#### [Material supplied]
------------------------
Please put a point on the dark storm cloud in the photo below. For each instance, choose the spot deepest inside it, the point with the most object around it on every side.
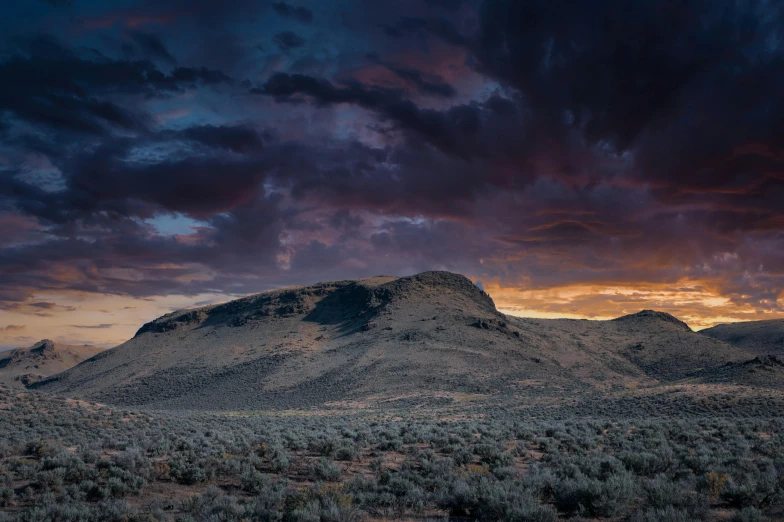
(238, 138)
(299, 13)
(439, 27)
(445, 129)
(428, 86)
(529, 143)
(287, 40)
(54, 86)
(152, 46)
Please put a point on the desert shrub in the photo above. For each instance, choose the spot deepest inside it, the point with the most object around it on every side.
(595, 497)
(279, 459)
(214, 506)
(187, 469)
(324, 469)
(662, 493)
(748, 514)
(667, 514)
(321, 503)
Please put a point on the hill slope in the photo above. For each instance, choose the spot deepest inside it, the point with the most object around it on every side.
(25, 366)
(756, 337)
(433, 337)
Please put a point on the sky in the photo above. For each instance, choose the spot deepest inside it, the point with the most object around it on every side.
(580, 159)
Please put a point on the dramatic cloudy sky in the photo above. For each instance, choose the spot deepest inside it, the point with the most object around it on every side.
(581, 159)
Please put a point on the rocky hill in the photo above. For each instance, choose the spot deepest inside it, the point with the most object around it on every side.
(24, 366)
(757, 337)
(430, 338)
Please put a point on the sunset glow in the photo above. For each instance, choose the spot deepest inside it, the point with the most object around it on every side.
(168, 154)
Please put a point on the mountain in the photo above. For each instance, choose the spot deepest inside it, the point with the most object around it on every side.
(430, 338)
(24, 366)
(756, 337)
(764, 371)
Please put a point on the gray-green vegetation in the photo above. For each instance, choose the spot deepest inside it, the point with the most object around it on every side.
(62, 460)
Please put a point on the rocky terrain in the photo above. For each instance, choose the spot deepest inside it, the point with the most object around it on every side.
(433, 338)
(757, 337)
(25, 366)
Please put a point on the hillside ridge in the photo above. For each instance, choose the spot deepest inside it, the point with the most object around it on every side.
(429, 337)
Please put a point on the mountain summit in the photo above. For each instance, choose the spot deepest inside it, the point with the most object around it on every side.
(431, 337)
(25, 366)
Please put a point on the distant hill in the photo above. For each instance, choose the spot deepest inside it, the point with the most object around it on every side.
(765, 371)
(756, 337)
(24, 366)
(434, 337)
------------------------
Rewrite every one of the records above, switching each "photo" to "image" and leaving everything else unchanged. Omit the pictures.

Please put a point on the dark storm cloud in the image below. For each instance, choose the spot deepest inside it, the point with the most object around it on every side.
(238, 138)
(299, 13)
(439, 27)
(445, 129)
(428, 86)
(529, 143)
(287, 40)
(54, 86)
(152, 46)
Please put a point on the desert shrub in the image above. For each instance, choose the spot deepest inside it, the point with the most object around it on every side.
(595, 497)
(279, 459)
(214, 506)
(187, 469)
(324, 469)
(662, 493)
(748, 514)
(667, 514)
(321, 503)
Please put a point on the hill slope in the image above. For each instance, choose the spot deepest inside it, the point with the most object around it on every side.
(25, 366)
(756, 337)
(433, 337)
Please put a point on the sky in the image above. For each instance, choose the spot deepest inside it, the point with the most object around it on every side.
(580, 159)
Please put a point on the dramatic cloudy sky in the image above. For each instance, choose the spot deepest inside it, the point with the most object around it on every side.
(581, 159)
Please put a point on the rocky hill in the image above. For each instance, choose the spot deepest inside it, the point with the most object around it on every side.
(24, 366)
(757, 337)
(430, 338)
Please put a point on the sunset glow in the image above. For each instance, choose the spot deepest inside it, the point with the most object around it on every side.
(168, 154)
Please put a point on the mountain in the image above. For each instance, choose the spot deepest inside it, the point with the most object around it on every side.
(430, 338)
(24, 366)
(756, 337)
(764, 371)
Please put a point on the gray-green vegetation in the image above. For each instance, choose the spot deepest inside it, the point with the most object around it on every side.
(62, 460)
Please put a point on the rocky terrain in the image above. For each instance, choose the spot deepest inside it, the point with the most object around it on every side.
(433, 338)
(757, 337)
(25, 366)
Please put a point on the hillside ridge in the image above. For each instance, choose the spot deepest inside it, the point with the most object around it on every side.
(429, 337)
Please put a point on the mountain summit in the image above. For each instance, choose the spot deepest inside it, the point with the most object around it on every side.
(431, 337)
(25, 366)
Please put a point on the distant hill in the image above. For each instance, choose the spot deepest inside it, the point with the most object around it on every side.
(765, 371)
(756, 337)
(24, 366)
(434, 337)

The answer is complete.